Aim 1
Please answer these questions from the excerpt on plaintiffs' lawyers, one line each, marked the same way:
(a) In what year did the peasants in Leon, Nicaragua, march against harmful pesticides?
(b) What court upheld the trial judge's finding on March 7?
(c) In what year did the Gulf of Mexico oil spill take place?

Excerpt
Peasants in Leon, Nicaragua, march in 2007 to denounce the use of harmful pesticides at banana plantations

Photograph by Miguel Alvarez/AFP via Getty Images

http://www.businessweek.com/articles/2014-03-13/judges-slam-more-and-more-plaintiffs-attorneys-for-corruption#p1

Peasants in Leon, Nicaragua, march in 2007 to denounce the use of harmful pesticides at banana plantations

On March 7 a California appellate court upheld a trial judge’s finding that what had been billed as a watershed liability verdict against Dole Food over pesticide use in Nicaragua was actually the product of a conspiracy by corrupt plaintiffs’ lawyers. That decision came only three days after a federal judge in New York ruled that a multibillion-dollar pollution judgment against Chevron (CVX) in 2011 was so tainted by bribery and coercion that it wasn’t worth the paper it was written on.

Meanwhile, in Texas, a prominent class-action injury lawyer faces mounting woes because of allegations that he faked thousands of damage claims against BP (BP)related to the 2010 Gulf of Mexico oil spill. When you combine these cases with the criminal convictions several years ago of plaintiffs-bar titans Mel Weiss, Bill Lerach, and Dickie Scruggs—all of whom served time for corrupting the civil justice system—it’s hard to deny that there’s deep dysfunction within a powerful portion of the legal profession that claims to fight corporate abuse on behalf of the little guy.

Aim 2
From the records, pull out each line containing the word "trunk".

Entries provided
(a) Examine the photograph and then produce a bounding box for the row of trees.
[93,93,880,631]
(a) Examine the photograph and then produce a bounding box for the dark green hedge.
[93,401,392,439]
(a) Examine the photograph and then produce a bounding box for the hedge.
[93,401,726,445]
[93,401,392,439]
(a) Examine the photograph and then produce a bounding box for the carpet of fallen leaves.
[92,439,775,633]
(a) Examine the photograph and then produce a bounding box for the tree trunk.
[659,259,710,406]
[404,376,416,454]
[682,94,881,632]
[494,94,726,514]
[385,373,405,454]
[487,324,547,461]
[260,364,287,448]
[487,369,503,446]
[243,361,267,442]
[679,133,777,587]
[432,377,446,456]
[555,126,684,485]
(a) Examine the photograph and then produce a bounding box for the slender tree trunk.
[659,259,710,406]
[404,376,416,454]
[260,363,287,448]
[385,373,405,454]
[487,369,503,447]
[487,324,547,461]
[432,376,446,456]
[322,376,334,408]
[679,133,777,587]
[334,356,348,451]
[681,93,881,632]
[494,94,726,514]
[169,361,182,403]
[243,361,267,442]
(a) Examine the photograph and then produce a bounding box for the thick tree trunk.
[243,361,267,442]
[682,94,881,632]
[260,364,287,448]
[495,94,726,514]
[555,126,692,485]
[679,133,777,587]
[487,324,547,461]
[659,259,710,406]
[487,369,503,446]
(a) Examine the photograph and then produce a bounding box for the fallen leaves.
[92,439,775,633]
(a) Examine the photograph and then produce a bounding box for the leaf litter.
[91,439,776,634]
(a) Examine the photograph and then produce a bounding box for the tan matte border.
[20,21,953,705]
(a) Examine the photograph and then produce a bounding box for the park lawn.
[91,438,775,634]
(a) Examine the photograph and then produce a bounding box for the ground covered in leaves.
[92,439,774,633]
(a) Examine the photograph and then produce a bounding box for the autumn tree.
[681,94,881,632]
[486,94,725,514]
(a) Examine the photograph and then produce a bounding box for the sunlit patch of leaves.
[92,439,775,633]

Result 1
(a) 2007
(b) A California appellate court
(c) 2010

Result 2
(a) Examine the photograph and then produce a bounding box for the tree trunk.
(a) Examine the photograph and then produce a bounding box for the slender tree trunk.
(a) Examine the photograph and then produce a bounding box for the thick tree trunk.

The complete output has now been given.